Page text:
- - -
Previously, I wrote articles on both the Calabria ECR proposal and the final rule. Both were critical, primarily with respect to three problems:

  1. The total amount of capital required, based upon the higher of a complex risk-based calculation and a simple leverage requirement (the latter being a set percentage of assets, regardless of the riskiness of those assets), was far too high at $283 billion, in particular being inconsistent with the results of the annual stress tests. This was due to the inclusion of several large, judgmentally-determined buffers (i.e. they were calculated not as a result of quantitative analysis but by the somewhat arbitrary judgment of FHFA officials). As I previously stated, based upon GSE 2019 balance sheets, I estimate the right number was in the $150-175 billion range.
  2. The specifics of the risk-based capital requirement, especially with respect to credit risk transfer (CRT), were significantly distorted so they were at odds with the GSEs making good, economically-driven risk-reward decisions. This was because impactful judgmentally-determined overlays were placed on top of the underlying cost-benefit calculations, which had the result of rendering CRT transactions falsely uneconomic. That is, they were economic to undertake based on the quantitative analysis but not after applying those judgmentally-determined overlays. I note that this result, perhaps not surprisingly, is in line with Director Calabria’s expressed view that “CRT doesn’t work,” a view not broadly shared in the industry or policy community. Thus, the risk-based capital system gives the GSEs strong incentives to hold onto their risks, which makes the US taxpayer more exposed to the GSEs and also increases the systemic concentration of risk in the two companies. This is not good for the financial system broadly nor the housing finance system specifically.
  3. The leverage capital requirement (again, just a set percentage of assets, regardless of the riskiness of those assets) was so high it would almost always be higher than the risk-based calculation (referred to as “binding”), making the lower risk-based capital requirements nearly irrelevant. This is in direct contravention to well-developed global financial institution regulatory practice, where the purpose of a leverage requirement is to be a credible backstop to a risk-based capital system, should the latter fail somehow to capture significant risks. It is well known that, when a leverage capital requirement is binding in this fashion, it strongly incents seeking out and holding high-risk assets, which again would leave the US taxpayer more exposed and the financial system more accident-prone.

My criticisms were not unique, and were shared by many of the commenters on the Calabria ECR proposal. But the FHFA essentially ignored the feedback and only made superficial revisions to produce the final Calabria ECR. It was therefore obvious the rule would likely have a short shelf life once the Calabria era at the FHFA ended. Indeed, as President Biden appointed Sandra Thompson as Acting Director in late June, the shelf life has proven to be quite short—less than three months!
- - -
[Point placement records]
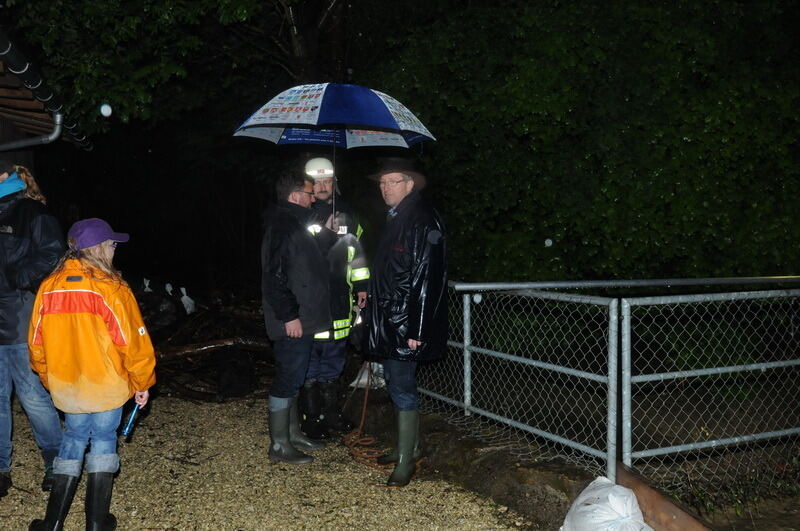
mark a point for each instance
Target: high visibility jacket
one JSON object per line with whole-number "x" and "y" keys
{"x": 88, "y": 342}
{"x": 347, "y": 270}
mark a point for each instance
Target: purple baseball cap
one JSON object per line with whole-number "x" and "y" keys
{"x": 90, "y": 232}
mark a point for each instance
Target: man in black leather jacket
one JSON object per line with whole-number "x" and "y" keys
{"x": 30, "y": 245}
{"x": 407, "y": 302}
{"x": 294, "y": 286}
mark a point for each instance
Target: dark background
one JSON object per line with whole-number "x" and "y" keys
{"x": 644, "y": 139}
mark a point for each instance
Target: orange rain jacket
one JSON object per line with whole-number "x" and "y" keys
{"x": 88, "y": 342}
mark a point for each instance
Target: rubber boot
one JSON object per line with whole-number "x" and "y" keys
{"x": 280, "y": 449}
{"x": 391, "y": 457}
{"x": 310, "y": 412}
{"x": 98, "y": 502}
{"x": 407, "y": 424}
{"x": 296, "y": 435}
{"x": 331, "y": 413}
{"x": 58, "y": 504}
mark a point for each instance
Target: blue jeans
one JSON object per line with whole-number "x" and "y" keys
{"x": 401, "y": 380}
{"x": 291, "y": 364}
{"x": 15, "y": 368}
{"x": 327, "y": 361}
{"x": 98, "y": 431}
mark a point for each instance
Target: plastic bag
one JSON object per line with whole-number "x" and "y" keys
{"x": 604, "y": 505}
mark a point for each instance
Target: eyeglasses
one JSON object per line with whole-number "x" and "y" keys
{"x": 390, "y": 184}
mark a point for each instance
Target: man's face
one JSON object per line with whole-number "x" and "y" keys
{"x": 303, "y": 197}
{"x": 323, "y": 189}
{"x": 394, "y": 188}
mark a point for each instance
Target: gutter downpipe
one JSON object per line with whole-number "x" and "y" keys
{"x": 58, "y": 119}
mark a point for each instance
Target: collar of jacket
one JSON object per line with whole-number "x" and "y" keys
{"x": 407, "y": 202}
{"x": 7, "y": 201}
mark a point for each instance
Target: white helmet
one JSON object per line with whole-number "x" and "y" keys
{"x": 319, "y": 167}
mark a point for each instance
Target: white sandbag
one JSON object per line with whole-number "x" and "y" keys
{"x": 604, "y": 505}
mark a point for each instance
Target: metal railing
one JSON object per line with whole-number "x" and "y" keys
{"x": 543, "y": 367}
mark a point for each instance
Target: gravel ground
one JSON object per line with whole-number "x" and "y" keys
{"x": 204, "y": 466}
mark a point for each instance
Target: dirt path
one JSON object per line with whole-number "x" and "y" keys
{"x": 204, "y": 466}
- - -
Exercises to complete:
[a] Reproduce the part of the passage on the Calabria capital rule that opens with the words containing "Previously, I wrote" and closes with "the $150-175 billion range.".
[b] For each statement, say yes or no according to the passage on the Calabria capital rule, and quote the words that decide it. (i) The total capital required came to $283 billion. (ii) The author estimated the right amount at $200–250 billion. (iii) Sandra Thompson was appointed Acting Director in late June.
Nothing in the listing is needed.

Answers provided:
[a]
Previously, I wrote articles on both the Calabria ECR proposal and the final rule. Both were critical, primarily with respect to three problems:

  1. The total amount of capital required, based upon the higher of a complex risk-based calculation and a simple leverage requirement (the latter being a set percentage of assets, regardless of the riskiness of those assets), was far too high at $283 billion, in particular being inconsistent with the results of the annual stress tests. This was due to the inclusion of several large, judgmentally-determined buffers (i.e. they were calculated not as a result of quantitative analysis but by the somewhat arbitrary judgment of FHFA officials). As I previously stated, based upon GSE 2019 balance sheets, I estimate the right number was in the $150-175 billion range.

[b]
(i) Yes: "was far too high at $283 billion"
(ii) No: "I estimate the right number was in the $150-175 billion range"
(iii) Yes: "as President Biden appointed Sandra Thompson as Acting Director in late June"